# Canadians investing in Buffalo, NY Properties



## harnit (Dec 9, 2013)

Hi All, 
I am canadian living in Toronto and recently heard lot of good things about the rental income on cheap Buffalo, NY properties. I am exploring the market and thought of taking some advice and guidance from the experts here. 

I am particularly looking for the properties in and around University area. That way I can rent the properties to students and those properties will be in demand all year around. 

The questions I have are:
1. How do we file and get approval for mortgage? What banks in US will be giving mortgage to Canadians?
2. Can someone guide me on how much income tax we will be paying on the income?
3. What about property tax?
4. Any particular reference of a good property manager and real estate agent?

Thank you all in advance.

Harnit


----------



## iherald (Apr 18, 2009)

I have some rental properties in Buffalo.

1) Good luck with a mortgage. You likely won't get one. You can get a HELOC off your property in Canada, but it's almost impossible to get a mortgage on a property in Buffalo for a property you aren't going to live in.
2) You will be paying income tax based upon how much you make. If you rent a place for $1,000 a month, you won't pay much if any taxes.
3) Property taxes, along with water will be paid by you. Usually it's about $1,500 a year for a $50,000 house.
4) You can PM me for my agent and property manager.


----------



## harnit (Dec 9, 2013)

Hello iherald, 
Thank you so much for taking out time to help me on this. 

If mortgage is not possible then I need to think about searching for cheaper properties as having so much cash in hand will be a problem.

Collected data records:
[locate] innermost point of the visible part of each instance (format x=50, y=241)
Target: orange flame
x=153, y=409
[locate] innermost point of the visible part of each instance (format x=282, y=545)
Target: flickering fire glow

Short exercise A: According to the Buffalo rental thread, in which area is harnit particularly looking for properties?
Short exercise B: Duplicate the portion of the Buffalo rental thread starting with "## iherald (Apr" and going on through "to live in.".

Correct output A: In and around the University area.

Correct output B:
## iherald (Apr 18, 2009)

I have some rental properties in Buffalo.

1) Good luck with a mortgage. You likely won't get one. You can get a HELOC off your property in Canada, but it's almost impossible to get a mortgage on a property in Buffalo for a property you aren't going to live in.